**Task description**
Count the lines in the records below that contain the word "green" and reply with that number alone.

**Provided information**
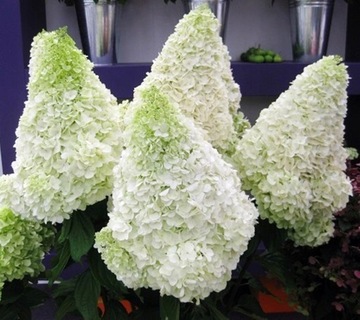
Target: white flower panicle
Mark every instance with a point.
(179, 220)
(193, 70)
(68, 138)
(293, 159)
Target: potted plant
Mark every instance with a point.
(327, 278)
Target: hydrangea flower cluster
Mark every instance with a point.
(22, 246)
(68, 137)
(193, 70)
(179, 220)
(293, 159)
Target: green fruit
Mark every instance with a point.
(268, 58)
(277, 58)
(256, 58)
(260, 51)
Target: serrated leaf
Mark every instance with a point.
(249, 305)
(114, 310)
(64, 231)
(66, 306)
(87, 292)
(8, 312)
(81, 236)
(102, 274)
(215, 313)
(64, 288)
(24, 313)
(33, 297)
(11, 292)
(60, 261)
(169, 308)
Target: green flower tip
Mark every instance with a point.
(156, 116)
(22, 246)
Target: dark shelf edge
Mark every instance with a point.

==

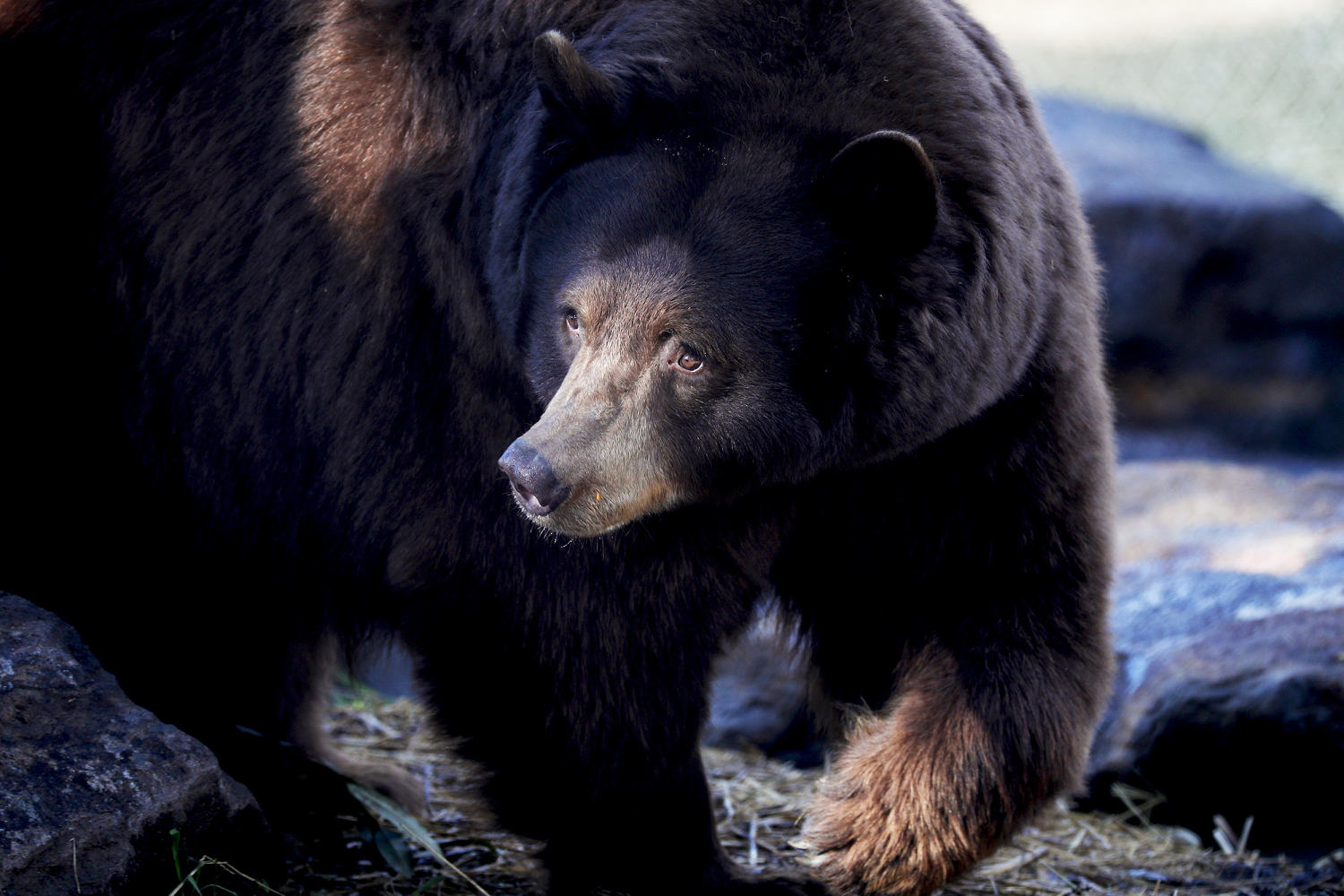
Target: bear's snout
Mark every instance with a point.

...

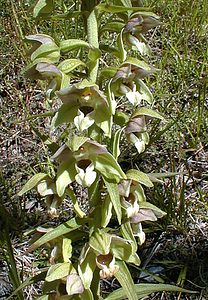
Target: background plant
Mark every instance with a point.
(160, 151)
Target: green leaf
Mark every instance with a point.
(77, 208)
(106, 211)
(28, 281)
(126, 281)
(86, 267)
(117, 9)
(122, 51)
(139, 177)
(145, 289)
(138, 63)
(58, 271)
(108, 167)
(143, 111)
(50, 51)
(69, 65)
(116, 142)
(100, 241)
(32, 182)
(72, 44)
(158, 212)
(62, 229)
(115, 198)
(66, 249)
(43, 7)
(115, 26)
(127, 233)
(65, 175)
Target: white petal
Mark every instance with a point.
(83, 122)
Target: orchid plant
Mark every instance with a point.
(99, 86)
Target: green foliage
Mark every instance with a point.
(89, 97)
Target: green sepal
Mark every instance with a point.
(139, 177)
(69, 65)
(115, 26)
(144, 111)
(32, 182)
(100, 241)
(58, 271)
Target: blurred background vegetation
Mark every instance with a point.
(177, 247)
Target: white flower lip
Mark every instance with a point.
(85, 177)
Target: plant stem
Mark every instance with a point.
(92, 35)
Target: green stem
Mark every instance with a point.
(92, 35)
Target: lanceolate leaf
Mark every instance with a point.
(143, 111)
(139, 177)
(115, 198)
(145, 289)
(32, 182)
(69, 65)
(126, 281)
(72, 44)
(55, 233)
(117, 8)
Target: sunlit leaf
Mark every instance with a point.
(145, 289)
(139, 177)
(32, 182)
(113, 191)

**Complete answer**
6